Problem:
Answer these three questions from the passage below on reason and revelation:
1. Revelation is set as a fourth source of truth parallel to which three others?
2. How must the prophet authenticate his mission?
3. What four primary accidents are named?
Top of Extract to read
Brief and succinct to the point of obscurity, he betrays neither partiality nor
emotion, but fearlessly pushes the argument to its last conclusion and reduces
it to its lowest terms.
Saadia
puts revelation as a fourth source of truth parallel to sense, judgment and
logical inference. To be sure he, in one instance, speaks of the reason as
preceding the Bible even as tradition follows it, but this is only a passing
observation, and is properly corrected by the view expressed elsewhere that
while a Jew is not forbidden to speculate, he must not set the Bible aside and
adopt opinions as they occur to him. Al-Basir does not leave the matter in this
unsettled condition. He definitely gives priority—logical priority, to reason.
Knowledge, he says, must precede revelation. The prophet as the messenger of
God cannot be believed on his word, for the opponent may have the same claim.
Not only must the prophet authenticate his mission by the performance of a
miracle which cannot be explained by natural means, but we must know besides
that he who sent him has our good at heart and would not deceive us. A
knowledge of the existence, power and wisdom of the creator must therefore precede
our belief in the prophet’s mission. To take these truths from the words of the
prophet and then give him credence because God sent him would be reasoning in a
circle. The minimum of knowledge therefore which is indispensable before we can
make any appeal to the words of the prophet is rational proof of the existence,
power and wisdom of God. Having this minimum the person who is not practiced in
speculative investigation may rely for the rest of the creed, for example, the
unity of God and his other attributes, upon the words of the Bible. For if we know
independently that God is Omnipotent and Omniscient, and the prophet can
substantiate his claim to be a divine messenger by the performance of genuine
miracles, his reliability is established and we are safe in accepting all that
he has to say without proof; but the fundamental thing to do is to establish
the prophet’s reliability, and for this an independent source of evidence is necessary.
This is the reason.
Our
problem therefore is to prove the power and wisdom of God, which will imply his
existence. We cannot do this directly, for we cannot see God. Hence the only
method is to prove the existence of a powerful and wise creator through his
creation. We must prove his power in doing things which we cannot do, such as
the ability to create our bodies. But for this it is necessary to show that our
bodies—and the same will apply to the other bodies of the world, and hence to
the world as a whole—were created, i. e., that there was a time when they were
not. This leads us to an analysis of the constituents of body. All bodies
consist of atoms and their “accidents”, or conditions and qualities. The
primary accidents, which are presupposed by all the rest, are the following
four, combination, separation, motion and rest. Without these no body can
exist, for body is the result of a combination and separation of atoms at rest
or in motion. But combination and separation are the acts of a combiner and
separater, as we can infer from the analogy of our own acts. Our acts have
ourselves as their creators, hence the acts visible in the combinations and
separations of atoms to form bodies must also have their creator.
Bottom of Extract to read
Top of Study material
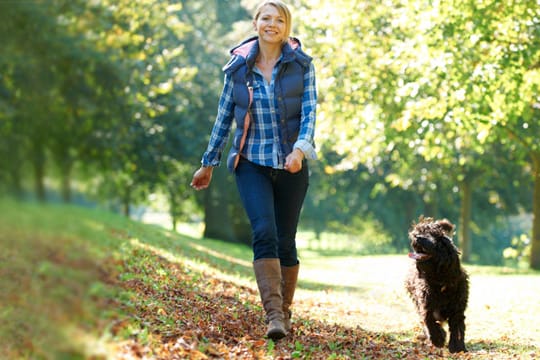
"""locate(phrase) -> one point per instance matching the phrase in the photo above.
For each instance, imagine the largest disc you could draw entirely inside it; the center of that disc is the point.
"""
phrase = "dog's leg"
(456, 325)
(435, 332)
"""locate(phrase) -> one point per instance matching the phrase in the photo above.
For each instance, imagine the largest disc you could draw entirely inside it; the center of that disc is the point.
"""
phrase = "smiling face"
(272, 23)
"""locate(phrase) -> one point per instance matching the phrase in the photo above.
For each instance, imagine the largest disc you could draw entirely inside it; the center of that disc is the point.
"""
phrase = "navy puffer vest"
(288, 90)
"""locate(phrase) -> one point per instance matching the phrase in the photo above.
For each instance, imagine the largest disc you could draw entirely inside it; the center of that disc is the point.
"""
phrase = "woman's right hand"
(202, 177)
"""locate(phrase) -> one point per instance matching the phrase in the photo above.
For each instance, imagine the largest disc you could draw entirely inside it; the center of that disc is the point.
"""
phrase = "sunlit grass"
(62, 265)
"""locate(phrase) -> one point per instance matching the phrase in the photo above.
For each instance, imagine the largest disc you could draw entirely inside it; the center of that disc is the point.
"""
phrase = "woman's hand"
(202, 177)
(293, 161)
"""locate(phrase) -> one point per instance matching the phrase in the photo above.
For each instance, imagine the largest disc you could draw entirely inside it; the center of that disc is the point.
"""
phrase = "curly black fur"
(437, 283)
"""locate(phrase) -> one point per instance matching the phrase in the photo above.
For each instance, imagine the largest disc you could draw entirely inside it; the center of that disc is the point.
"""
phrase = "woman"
(269, 90)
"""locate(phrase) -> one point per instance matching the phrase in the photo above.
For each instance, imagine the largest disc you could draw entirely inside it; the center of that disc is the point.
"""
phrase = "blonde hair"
(283, 11)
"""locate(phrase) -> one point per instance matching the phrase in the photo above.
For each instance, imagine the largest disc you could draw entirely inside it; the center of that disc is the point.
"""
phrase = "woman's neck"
(269, 53)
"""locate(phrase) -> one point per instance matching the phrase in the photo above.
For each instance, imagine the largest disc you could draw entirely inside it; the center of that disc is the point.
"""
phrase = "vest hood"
(249, 49)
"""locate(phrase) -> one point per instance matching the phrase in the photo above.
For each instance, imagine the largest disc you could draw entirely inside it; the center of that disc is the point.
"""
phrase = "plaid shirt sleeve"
(222, 125)
(305, 140)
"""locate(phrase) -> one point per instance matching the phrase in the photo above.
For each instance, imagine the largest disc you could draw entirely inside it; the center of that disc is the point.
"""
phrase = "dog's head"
(432, 245)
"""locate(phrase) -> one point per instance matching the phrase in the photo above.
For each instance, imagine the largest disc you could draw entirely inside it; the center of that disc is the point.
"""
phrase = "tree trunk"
(66, 180)
(535, 244)
(464, 233)
(38, 161)
(126, 201)
(173, 207)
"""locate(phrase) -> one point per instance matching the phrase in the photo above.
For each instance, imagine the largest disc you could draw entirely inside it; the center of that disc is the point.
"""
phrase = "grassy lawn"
(83, 284)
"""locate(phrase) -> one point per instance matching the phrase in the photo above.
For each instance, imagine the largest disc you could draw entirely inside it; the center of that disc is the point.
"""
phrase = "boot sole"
(276, 334)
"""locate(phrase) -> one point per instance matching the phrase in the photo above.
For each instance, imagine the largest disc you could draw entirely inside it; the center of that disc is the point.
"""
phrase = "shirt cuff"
(306, 148)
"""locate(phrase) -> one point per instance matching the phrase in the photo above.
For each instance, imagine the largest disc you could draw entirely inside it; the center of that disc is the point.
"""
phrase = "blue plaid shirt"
(263, 138)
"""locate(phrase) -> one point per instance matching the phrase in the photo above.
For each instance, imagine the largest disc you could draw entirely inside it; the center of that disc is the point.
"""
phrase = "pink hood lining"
(243, 50)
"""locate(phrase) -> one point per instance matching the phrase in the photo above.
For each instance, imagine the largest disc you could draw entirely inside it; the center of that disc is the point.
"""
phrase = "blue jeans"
(273, 199)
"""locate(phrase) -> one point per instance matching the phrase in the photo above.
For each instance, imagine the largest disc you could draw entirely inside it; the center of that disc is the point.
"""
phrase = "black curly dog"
(437, 283)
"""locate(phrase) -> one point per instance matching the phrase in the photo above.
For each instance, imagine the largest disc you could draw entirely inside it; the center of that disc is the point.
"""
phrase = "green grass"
(80, 283)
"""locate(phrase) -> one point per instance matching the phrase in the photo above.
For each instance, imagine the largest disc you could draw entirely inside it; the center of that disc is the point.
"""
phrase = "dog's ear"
(450, 260)
(446, 226)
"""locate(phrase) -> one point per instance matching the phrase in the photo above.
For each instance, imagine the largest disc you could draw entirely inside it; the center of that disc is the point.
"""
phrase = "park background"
(425, 108)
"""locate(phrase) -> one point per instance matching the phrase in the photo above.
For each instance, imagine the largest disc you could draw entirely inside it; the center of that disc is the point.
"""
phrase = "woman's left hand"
(293, 161)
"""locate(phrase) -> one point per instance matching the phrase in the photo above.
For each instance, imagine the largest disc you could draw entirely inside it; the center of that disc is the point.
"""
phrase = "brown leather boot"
(268, 275)
(289, 277)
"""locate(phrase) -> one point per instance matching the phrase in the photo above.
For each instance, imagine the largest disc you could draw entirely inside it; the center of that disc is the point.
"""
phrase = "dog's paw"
(456, 346)
(437, 335)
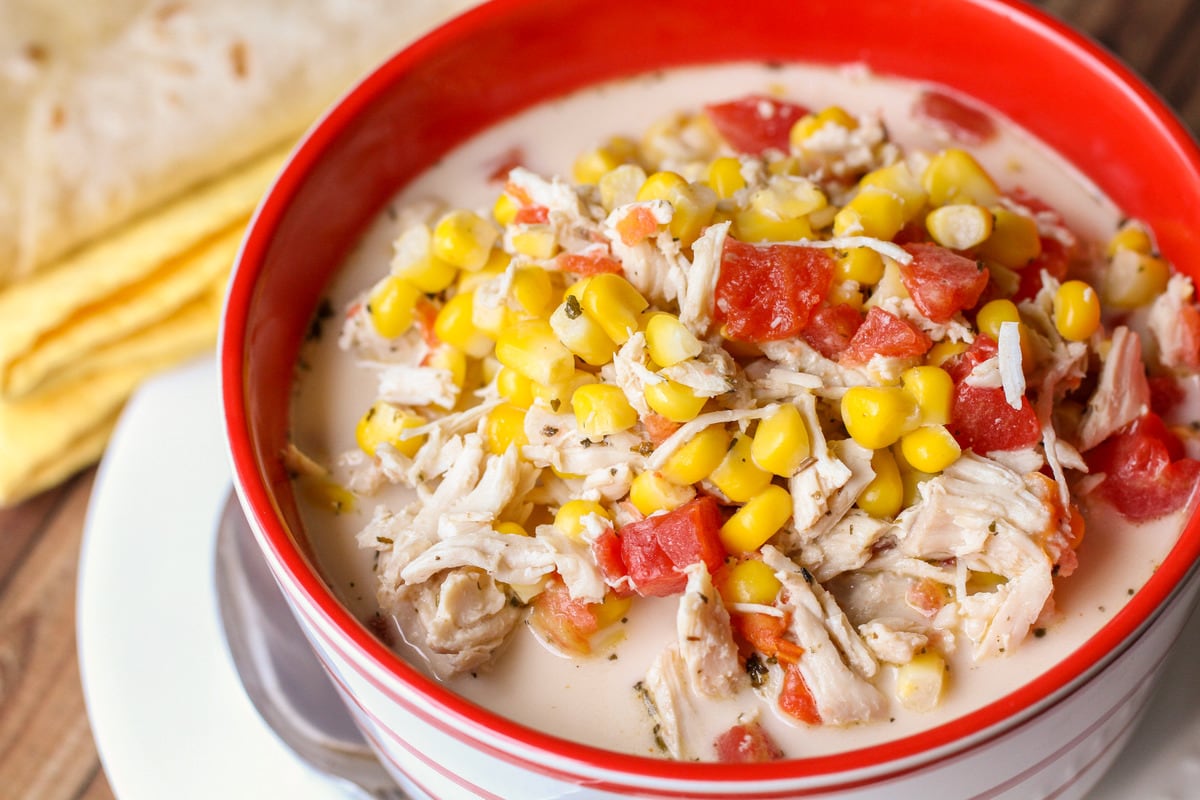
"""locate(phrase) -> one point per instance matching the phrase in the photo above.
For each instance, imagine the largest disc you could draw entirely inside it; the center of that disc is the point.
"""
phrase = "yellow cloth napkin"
(77, 338)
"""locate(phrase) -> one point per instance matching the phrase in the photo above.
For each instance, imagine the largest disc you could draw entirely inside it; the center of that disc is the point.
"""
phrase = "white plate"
(167, 709)
(168, 713)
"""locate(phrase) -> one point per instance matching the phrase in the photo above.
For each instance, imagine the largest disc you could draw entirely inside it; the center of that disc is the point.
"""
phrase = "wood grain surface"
(47, 751)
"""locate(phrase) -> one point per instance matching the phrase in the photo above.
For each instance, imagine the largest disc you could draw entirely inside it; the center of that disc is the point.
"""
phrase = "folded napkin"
(136, 139)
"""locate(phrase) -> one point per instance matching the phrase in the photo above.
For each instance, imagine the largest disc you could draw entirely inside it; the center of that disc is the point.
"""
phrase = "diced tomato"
(765, 633)
(1146, 471)
(659, 427)
(426, 316)
(747, 744)
(796, 697)
(637, 226)
(655, 549)
(755, 122)
(832, 328)
(606, 552)
(1054, 258)
(1188, 330)
(564, 621)
(885, 334)
(981, 417)
(963, 122)
(942, 282)
(769, 293)
(927, 596)
(532, 215)
(588, 263)
(1164, 394)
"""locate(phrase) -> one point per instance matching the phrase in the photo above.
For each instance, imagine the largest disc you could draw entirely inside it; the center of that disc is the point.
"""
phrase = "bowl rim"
(497, 734)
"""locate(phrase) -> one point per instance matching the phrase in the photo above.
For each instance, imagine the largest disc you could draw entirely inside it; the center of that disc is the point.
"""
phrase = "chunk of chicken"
(706, 639)
(994, 521)
(835, 659)
(1122, 394)
(463, 618)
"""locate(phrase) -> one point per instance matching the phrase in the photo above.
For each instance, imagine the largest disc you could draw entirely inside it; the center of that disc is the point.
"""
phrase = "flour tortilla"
(144, 100)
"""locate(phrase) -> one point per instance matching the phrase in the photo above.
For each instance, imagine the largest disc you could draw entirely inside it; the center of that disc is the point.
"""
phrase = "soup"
(763, 445)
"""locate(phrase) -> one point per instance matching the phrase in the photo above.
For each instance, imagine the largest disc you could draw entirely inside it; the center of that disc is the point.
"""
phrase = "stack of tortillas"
(136, 139)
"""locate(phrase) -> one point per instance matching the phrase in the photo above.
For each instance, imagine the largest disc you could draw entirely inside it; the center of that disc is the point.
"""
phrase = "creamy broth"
(571, 697)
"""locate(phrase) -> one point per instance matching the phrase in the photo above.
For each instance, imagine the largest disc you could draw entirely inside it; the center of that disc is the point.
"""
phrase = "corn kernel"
(921, 681)
(612, 301)
(953, 175)
(697, 458)
(1014, 239)
(569, 517)
(601, 409)
(943, 352)
(619, 186)
(871, 212)
(455, 325)
(933, 389)
(611, 609)
(959, 226)
(1132, 235)
(669, 341)
(1134, 280)
(781, 441)
(898, 180)
(652, 492)
(808, 125)
(453, 360)
(737, 476)
(751, 224)
(725, 176)
(693, 211)
(757, 521)
(465, 239)
(515, 388)
(535, 240)
(673, 401)
(993, 313)
(862, 265)
(532, 348)
(660, 186)
(883, 497)
(504, 428)
(750, 582)
(510, 528)
(582, 334)
(876, 416)
(505, 209)
(930, 449)
(385, 422)
(391, 306)
(1077, 311)
(910, 476)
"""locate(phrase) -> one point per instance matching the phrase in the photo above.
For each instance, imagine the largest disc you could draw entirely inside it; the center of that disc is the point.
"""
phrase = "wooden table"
(47, 751)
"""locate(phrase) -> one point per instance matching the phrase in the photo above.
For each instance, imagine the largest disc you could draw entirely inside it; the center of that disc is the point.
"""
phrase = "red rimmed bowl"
(1051, 738)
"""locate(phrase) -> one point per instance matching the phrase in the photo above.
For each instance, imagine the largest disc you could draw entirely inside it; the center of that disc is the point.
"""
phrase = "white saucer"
(167, 709)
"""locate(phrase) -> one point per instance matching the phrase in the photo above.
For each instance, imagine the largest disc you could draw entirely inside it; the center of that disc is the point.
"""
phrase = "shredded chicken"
(706, 639)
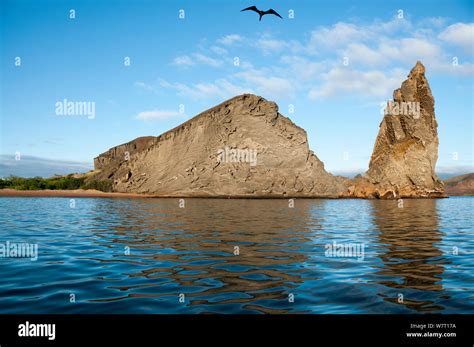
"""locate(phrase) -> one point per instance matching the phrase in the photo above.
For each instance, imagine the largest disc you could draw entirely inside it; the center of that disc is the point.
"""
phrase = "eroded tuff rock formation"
(406, 150)
(245, 148)
(242, 147)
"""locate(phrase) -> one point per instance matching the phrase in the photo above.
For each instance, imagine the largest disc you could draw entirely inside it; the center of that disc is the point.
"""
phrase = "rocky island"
(244, 147)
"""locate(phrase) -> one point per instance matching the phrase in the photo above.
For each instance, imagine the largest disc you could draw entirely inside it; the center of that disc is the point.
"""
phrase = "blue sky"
(190, 62)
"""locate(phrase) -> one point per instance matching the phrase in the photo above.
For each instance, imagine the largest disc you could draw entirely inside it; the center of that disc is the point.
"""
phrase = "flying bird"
(261, 13)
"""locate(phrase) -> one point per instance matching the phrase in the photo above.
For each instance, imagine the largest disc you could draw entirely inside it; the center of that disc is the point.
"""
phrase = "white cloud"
(204, 59)
(144, 86)
(183, 60)
(221, 88)
(461, 34)
(335, 36)
(230, 39)
(218, 50)
(271, 45)
(157, 115)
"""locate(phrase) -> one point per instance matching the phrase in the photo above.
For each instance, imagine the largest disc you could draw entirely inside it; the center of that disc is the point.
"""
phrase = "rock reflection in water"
(413, 263)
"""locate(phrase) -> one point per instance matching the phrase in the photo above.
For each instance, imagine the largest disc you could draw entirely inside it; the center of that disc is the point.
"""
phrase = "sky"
(150, 65)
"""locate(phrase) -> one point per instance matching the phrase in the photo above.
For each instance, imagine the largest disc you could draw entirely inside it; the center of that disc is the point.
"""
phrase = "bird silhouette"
(261, 13)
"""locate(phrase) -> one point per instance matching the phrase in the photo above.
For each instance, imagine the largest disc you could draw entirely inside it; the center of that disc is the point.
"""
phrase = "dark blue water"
(418, 258)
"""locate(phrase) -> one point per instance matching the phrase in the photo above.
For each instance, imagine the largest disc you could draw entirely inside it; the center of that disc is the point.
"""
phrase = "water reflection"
(234, 252)
(137, 256)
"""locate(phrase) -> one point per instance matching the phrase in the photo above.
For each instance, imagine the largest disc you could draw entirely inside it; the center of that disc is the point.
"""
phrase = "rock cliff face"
(241, 148)
(245, 148)
(406, 150)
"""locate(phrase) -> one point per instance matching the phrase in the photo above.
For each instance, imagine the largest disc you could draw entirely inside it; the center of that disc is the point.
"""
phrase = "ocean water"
(237, 256)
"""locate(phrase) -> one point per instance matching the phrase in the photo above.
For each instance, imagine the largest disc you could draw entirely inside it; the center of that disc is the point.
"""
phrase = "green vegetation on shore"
(54, 183)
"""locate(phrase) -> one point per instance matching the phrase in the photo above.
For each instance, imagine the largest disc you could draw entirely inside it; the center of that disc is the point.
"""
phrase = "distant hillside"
(460, 185)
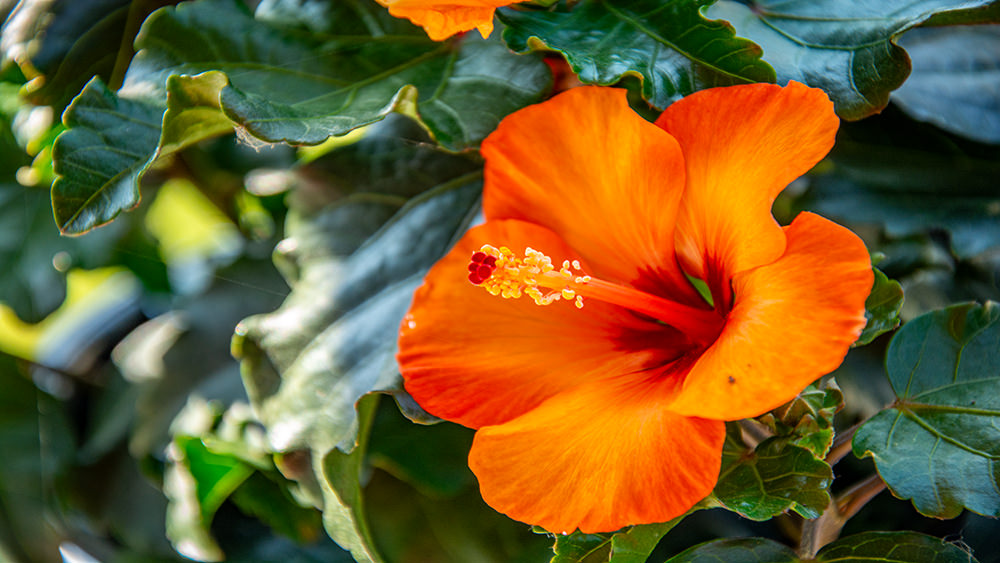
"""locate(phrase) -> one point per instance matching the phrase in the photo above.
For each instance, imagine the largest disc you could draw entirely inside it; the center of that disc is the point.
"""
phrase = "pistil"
(502, 273)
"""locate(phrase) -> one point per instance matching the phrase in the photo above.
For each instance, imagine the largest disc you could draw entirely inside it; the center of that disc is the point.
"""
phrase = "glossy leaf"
(954, 80)
(740, 550)
(278, 84)
(807, 420)
(581, 548)
(844, 47)
(637, 543)
(909, 178)
(776, 476)
(881, 308)
(938, 443)
(880, 547)
(670, 45)
(100, 158)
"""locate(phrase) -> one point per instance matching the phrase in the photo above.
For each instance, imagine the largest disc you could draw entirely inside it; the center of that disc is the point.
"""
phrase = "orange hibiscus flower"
(442, 19)
(606, 407)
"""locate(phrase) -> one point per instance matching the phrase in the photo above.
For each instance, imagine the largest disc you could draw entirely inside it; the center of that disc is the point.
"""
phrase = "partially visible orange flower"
(613, 414)
(443, 18)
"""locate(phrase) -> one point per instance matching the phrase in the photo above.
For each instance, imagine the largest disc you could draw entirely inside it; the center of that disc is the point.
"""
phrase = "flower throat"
(502, 273)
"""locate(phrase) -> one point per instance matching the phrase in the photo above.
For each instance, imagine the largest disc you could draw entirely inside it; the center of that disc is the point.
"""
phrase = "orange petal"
(609, 182)
(742, 145)
(441, 20)
(598, 457)
(476, 359)
(792, 322)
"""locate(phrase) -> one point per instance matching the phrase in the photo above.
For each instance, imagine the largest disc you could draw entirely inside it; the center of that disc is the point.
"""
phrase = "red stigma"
(481, 267)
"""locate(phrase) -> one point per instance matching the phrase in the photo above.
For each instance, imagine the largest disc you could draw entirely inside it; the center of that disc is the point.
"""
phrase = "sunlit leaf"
(670, 45)
(881, 547)
(774, 477)
(909, 178)
(881, 308)
(277, 84)
(954, 69)
(844, 47)
(938, 443)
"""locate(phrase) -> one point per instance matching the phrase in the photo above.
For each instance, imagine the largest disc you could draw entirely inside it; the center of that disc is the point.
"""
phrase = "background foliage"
(197, 353)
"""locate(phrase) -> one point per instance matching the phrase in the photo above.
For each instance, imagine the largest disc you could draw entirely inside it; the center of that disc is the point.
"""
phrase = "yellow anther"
(515, 276)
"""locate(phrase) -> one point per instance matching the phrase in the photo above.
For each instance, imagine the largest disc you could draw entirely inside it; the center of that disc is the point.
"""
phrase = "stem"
(841, 445)
(823, 530)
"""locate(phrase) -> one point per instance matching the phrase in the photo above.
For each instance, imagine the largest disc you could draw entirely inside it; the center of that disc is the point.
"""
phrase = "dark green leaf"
(893, 547)
(881, 308)
(669, 44)
(882, 547)
(339, 476)
(100, 158)
(431, 458)
(742, 550)
(938, 444)
(954, 71)
(909, 178)
(844, 47)
(776, 476)
(279, 85)
(581, 548)
(637, 543)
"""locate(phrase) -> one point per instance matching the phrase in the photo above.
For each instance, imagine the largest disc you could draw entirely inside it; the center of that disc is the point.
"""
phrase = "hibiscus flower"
(442, 19)
(605, 406)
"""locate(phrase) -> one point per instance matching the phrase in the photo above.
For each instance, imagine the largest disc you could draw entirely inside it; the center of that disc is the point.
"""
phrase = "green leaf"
(909, 178)
(884, 547)
(431, 458)
(846, 48)
(776, 476)
(581, 548)
(741, 550)
(637, 543)
(938, 443)
(952, 70)
(893, 547)
(670, 45)
(278, 84)
(881, 308)
(352, 267)
(807, 420)
(339, 476)
(100, 158)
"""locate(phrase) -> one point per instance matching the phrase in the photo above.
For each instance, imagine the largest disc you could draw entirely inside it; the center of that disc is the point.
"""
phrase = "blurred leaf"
(637, 543)
(844, 47)
(955, 82)
(909, 178)
(881, 308)
(673, 48)
(411, 526)
(100, 158)
(740, 550)
(893, 547)
(282, 85)
(339, 476)
(81, 40)
(776, 476)
(186, 351)
(581, 548)
(431, 458)
(885, 547)
(352, 267)
(807, 420)
(938, 443)
(30, 465)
Bottom of Study material
Response to the exercise:
1. Sense, judgment and logical inference.
2. By performing a miracle which cannot be explained by natural means.
3. Combination, separation, motion and rest.